Dr Abdoul Aziz Mbaye  : « On s'est révélé à nous-mêmes dans cette guerre contre la pandémie »

Alors que la pandémie en Afrique serait arrivée à son pic, comment le Sénégal a-t-il organisé sa riposte depuis le premier cas enregistré dans le pays ? Comment accélère-t-il un retour vers « la normalité » ? Comment a-t-il mis en place son système de protection sociale ? Et quelles étaient les priorités de l'Etat en matière de politiques publiques lors de cette riposte ? Pour répondre à ses questions, La Tribune Afrique a accueilli le 20 mai, pour son troisième Connect Live, Dr Abdoul Aziz Mbaye, Ministre et Conseiller personnel du Président Macky Sall. Retour sur les moments forts de cet entretien exclusif que vous pouvez revoir en Replay sur La Tribune Afrique.
(Crédits : LTA)

La Tribune Afrique - Globalement, quelles sont les principales mesures qui ont été prises par les autorités sanitaires sénégalaises au cours de ces deux mois pour circonscrire la maladie ?

Dr Abdoul Aziz Mbaye : Le Sénégal a très vite procédé par une approche à la fois anticipative et proactive. Dès le 2 mars, nous avions assez d'informations notamment sur les principaux foyers de propagation du virus dans le monde pour que notre chef de l'Etat décide d'une action forte et rapide pour justement endiguer la propagation de la maladie à l'échelle nationale et circonscrire ses effets sur notre économie. Notre stratégie était pragmatique puisqu'elle partait toujours de données remontées depuis le terrain, ce qui nous a permis notamment de maîtriser vite la situation et de choisir les mesures sanitaires qui s'imposaient. En fait, notre leadership a été exemplaire.

### TRAVAIL À FAIRE
1/ D'après l'entretien, quelles fonctions occupe Dr Abdoul Aziz Mbaye ?
2/ Reproduisez sans aucune modification le passage de l'entretien qui va de « La Tribune Afrique - Globalement, quelles » jusqu'à « circonscrire la maladie ? ».

### EXTRAITS DE DONNÉES
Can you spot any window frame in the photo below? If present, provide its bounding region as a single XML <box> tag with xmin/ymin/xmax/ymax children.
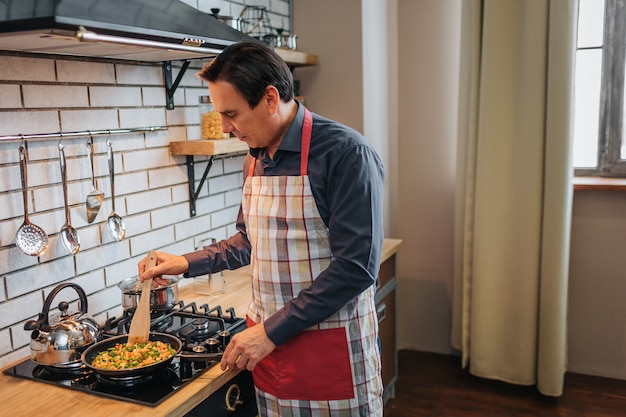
<box><xmin>575</xmin><ymin>0</ymin><xmax>626</xmax><ymax>177</ymax></box>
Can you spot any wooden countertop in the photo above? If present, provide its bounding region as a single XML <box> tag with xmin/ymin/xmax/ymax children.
<box><xmin>0</xmin><ymin>239</ymin><xmax>402</xmax><ymax>417</ymax></box>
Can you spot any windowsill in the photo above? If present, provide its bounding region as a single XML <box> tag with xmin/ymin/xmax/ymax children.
<box><xmin>574</xmin><ymin>177</ymin><xmax>626</xmax><ymax>191</ymax></box>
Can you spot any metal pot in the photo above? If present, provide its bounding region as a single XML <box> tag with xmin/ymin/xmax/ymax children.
<box><xmin>117</xmin><ymin>275</ymin><xmax>180</xmax><ymax>312</ymax></box>
<box><xmin>211</xmin><ymin>9</ymin><xmax>242</xmax><ymax>32</ymax></box>
<box><xmin>24</xmin><ymin>283</ymin><xmax>102</xmax><ymax>368</ymax></box>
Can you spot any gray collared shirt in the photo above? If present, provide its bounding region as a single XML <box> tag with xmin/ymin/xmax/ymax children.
<box><xmin>184</xmin><ymin>104</ymin><xmax>384</xmax><ymax>345</ymax></box>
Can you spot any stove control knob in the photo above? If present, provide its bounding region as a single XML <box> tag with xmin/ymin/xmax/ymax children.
<box><xmin>217</xmin><ymin>330</ymin><xmax>230</xmax><ymax>350</ymax></box>
<box><xmin>226</xmin><ymin>384</ymin><xmax>243</xmax><ymax>413</ymax></box>
<box><xmin>204</xmin><ymin>337</ymin><xmax>220</xmax><ymax>353</ymax></box>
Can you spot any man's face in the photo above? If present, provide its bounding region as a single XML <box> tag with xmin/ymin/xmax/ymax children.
<box><xmin>209</xmin><ymin>81</ymin><xmax>275</xmax><ymax>148</ymax></box>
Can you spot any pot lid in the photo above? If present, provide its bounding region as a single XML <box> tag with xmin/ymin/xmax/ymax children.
<box><xmin>117</xmin><ymin>275</ymin><xmax>180</xmax><ymax>293</ymax></box>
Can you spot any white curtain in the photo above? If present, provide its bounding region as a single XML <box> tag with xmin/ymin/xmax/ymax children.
<box><xmin>452</xmin><ymin>0</ymin><xmax>577</xmax><ymax>396</ymax></box>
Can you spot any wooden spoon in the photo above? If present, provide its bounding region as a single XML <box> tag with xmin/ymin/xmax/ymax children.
<box><xmin>128</xmin><ymin>251</ymin><xmax>157</xmax><ymax>345</ymax></box>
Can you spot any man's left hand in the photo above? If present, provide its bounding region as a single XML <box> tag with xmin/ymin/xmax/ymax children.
<box><xmin>220</xmin><ymin>323</ymin><xmax>276</xmax><ymax>371</ymax></box>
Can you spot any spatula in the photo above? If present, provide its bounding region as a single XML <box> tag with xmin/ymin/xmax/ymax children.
<box><xmin>85</xmin><ymin>136</ymin><xmax>104</xmax><ymax>223</ymax></box>
<box><xmin>128</xmin><ymin>251</ymin><xmax>157</xmax><ymax>345</ymax></box>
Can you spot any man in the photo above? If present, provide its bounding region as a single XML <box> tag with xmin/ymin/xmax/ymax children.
<box><xmin>139</xmin><ymin>42</ymin><xmax>383</xmax><ymax>416</ymax></box>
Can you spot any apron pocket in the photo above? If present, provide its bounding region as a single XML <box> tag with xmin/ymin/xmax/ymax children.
<box><xmin>252</xmin><ymin>327</ymin><xmax>354</xmax><ymax>401</ymax></box>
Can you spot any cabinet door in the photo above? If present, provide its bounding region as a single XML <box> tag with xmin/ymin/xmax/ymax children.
<box><xmin>376</xmin><ymin>256</ymin><xmax>398</xmax><ymax>401</ymax></box>
<box><xmin>377</xmin><ymin>290</ymin><xmax>396</xmax><ymax>394</ymax></box>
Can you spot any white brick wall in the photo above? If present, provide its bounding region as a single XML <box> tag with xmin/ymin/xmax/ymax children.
<box><xmin>0</xmin><ymin>0</ymin><xmax>291</xmax><ymax>367</ymax></box>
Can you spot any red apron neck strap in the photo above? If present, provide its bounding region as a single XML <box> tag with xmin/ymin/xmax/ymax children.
<box><xmin>300</xmin><ymin>107</ymin><xmax>313</xmax><ymax>175</ymax></box>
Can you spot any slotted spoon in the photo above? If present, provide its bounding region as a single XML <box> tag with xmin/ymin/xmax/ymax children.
<box><xmin>15</xmin><ymin>142</ymin><xmax>48</xmax><ymax>256</ymax></box>
<box><xmin>128</xmin><ymin>251</ymin><xmax>157</xmax><ymax>345</ymax></box>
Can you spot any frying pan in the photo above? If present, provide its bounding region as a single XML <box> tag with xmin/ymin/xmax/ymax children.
<box><xmin>81</xmin><ymin>332</ymin><xmax>222</xmax><ymax>378</ymax></box>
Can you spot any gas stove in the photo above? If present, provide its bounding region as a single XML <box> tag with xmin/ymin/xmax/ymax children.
<box><xmin>3</xmin><ymin>301</ymin><xmax>246</xmax><ymax>407</ymax></box>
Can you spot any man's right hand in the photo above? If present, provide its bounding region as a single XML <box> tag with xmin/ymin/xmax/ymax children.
<box><xmin>137</xmin><ymin>252</ymin><xmax>189</xmax><ymax>288</ymax></box>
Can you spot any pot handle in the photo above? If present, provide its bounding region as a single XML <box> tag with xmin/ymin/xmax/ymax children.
<box><xmin>24</xmin><ymin>282</ymin><xmax>87</xmax><ymax>331</ymax></box>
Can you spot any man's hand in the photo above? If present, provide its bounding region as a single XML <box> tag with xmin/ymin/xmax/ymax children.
<box><xmin>220</xmin><ymin>323</ymin><xmax>276</xmax><ymax>371</ymax></box>
<box><xmin>137</xmin><ymin>252</ymin><xmax>189</xmax><ymax>288</ymax></box>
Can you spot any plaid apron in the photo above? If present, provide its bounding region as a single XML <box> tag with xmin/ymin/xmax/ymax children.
<box><xmin>242</xmin><ymin>109</ymin><xmax>383</xmax><ymax>417</ymax></box>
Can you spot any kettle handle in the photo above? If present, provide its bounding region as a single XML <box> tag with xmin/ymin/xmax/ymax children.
<box><xmin>24</xmin><ymin>282</ymin><xmax>88</xmax><ymax>330</ymax></box>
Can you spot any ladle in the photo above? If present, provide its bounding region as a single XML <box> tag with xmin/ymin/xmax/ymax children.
<box><xmin>59</xmin><ymin>142</ymin><xmax>80</xmax><ymax>255</ymax></box>
<box><xmin>15</xmin><ymin>143</ymin><xmax>48</xmax><ymax>256</ymax></box>
<box><xmin>107</xmin><ymin>139</ymin><xmax>126</xmax><ymax>242</ymax></box>
<box><xmin>85</xmin><ymin>136</ymin><xmax>104</xmax><ymax>223</ymax></box>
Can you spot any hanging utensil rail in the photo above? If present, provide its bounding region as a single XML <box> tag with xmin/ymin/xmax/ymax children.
<box><xmin>0</xmin><ymin>126</ymin><xmax>167</xmax><ymax>142</ymax></box>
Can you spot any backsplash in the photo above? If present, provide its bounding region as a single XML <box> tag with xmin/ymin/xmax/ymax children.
<box><xmin>0</xmin><ymin>0</ymin><xmax>291</xmax><ymax>367</ymax></box>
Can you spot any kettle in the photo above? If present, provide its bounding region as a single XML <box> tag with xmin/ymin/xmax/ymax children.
<box><xmin>24</xmin><ymin>283</ymin><xmax>102</xmax><ymax>368</ymax></box>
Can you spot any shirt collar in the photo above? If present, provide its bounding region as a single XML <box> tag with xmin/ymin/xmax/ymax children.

### CORRIGÉ DÉTAILLÉ
1/ Il est Ministre et Conseiller personnel du Président Macky Sall.

2/
La Tribune Afrique - Globalement, quelles sont les principales mesures qui ont été prises par les autorités sanitaires sénégalaises au cours de ces deux mois pour circonscrire la maladie ?